# [Extrait à lire]
Homélie du 17 février 2019 - 6e Dimanche du T.O.

Choisir entre le malheur et la mort, ou le bonheur et la vie

par

fr. Gilles Danroc

Entre, d’un côté, le bonheur et la vie, et, de l’autre, le malheur et la mort, il faut choisir ! Qui ne choisirait le chemin du bonheur et de la vie (Dt 30, 15) ?
Pourtant Dieu est obligé d’insister, et il prie son peuple de choisir la vie et le bonheur (Dt 30, 29), comme si le peuple avait tendance à choisir le chemin du malheur et de la mort. Dans la première lecture, le prophète Jérémie semble nous dire : « Choisis : soit tu mets ta confiance uniquement en toi-même et dans ton entourage, une confiance tout humaine, et tu seras un buisson rabougri en plein désert ; soit tu mets ta confiance dans le Seigneur, et tu seras un arbre planté près du cours des eaux, et même en période de sécheresse on pourra venir à ton ombre et goûter tes fruits. »
Choisir ! Il nous revient de choisir entre, soit le malheur et la mort, soit le bonheur et la vie.

Dans la seconde lecture, saint Paul nous demande fermement de mettre notre confiance, non pas dans cette vie mondaine, mais dans le Christ mort et ressuscité pour nous.
En premier le chemin du bonheur : Bonheur à vous les pauvres ! Bonheur à vous qui pleurez ! Bonheur à vous qui avez faim ! Bonheur à vous qui êtes rejeté et exclu !
Ensuite le chemin du malheur : Malheur à vous les riches ! Malheur à vous qui ricanez aujourd’hui ! Malheur à vous les repus ! Malheur à vous qui êtes entourés d’un groupe de flatteurs !

# [Données fournies]
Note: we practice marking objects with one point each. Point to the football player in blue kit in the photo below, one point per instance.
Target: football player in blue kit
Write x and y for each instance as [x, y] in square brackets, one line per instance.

# [Série de consignes]
1. Quelles exclamations commençant par « Bonheur à vous » figurent dans l'homélie ? Relevez-les toutes.
2. Pouvez-vous citer le passage de l'homélie qui s'ouvre sur les mots contenant « Entre, d’un côté, le » et se termine par « (Dt 30, 15) ? » ?
3. D'après l'homélie, pourquoi Dieu doit-il insister pour que son peuple choisisse la vie et le bonheur ?

# [Réponses attendues]
1.
- Bonheur à vous les pauvres !
- Bonheur à vous qui pleurez !
- Bonheur à vous qui avez faim !
- Bonheur à vous qui êtes rejeté et exclu !

2.
Entre, d’un côté, le bonheur et la vie, et, de l’autre, le malheur et la mort, il faut choisir ! Qui ne choisirait le chemin du bonheur et de la vie (Dt 30, 15) ?

3. L'homélie dit que Dieu insiste comme si le peuple avait tendance à choisir le chemin du malheur et de la mort. C'est pourquoi il le prie de choisir la vie et le bonheur (Dt 30, 29).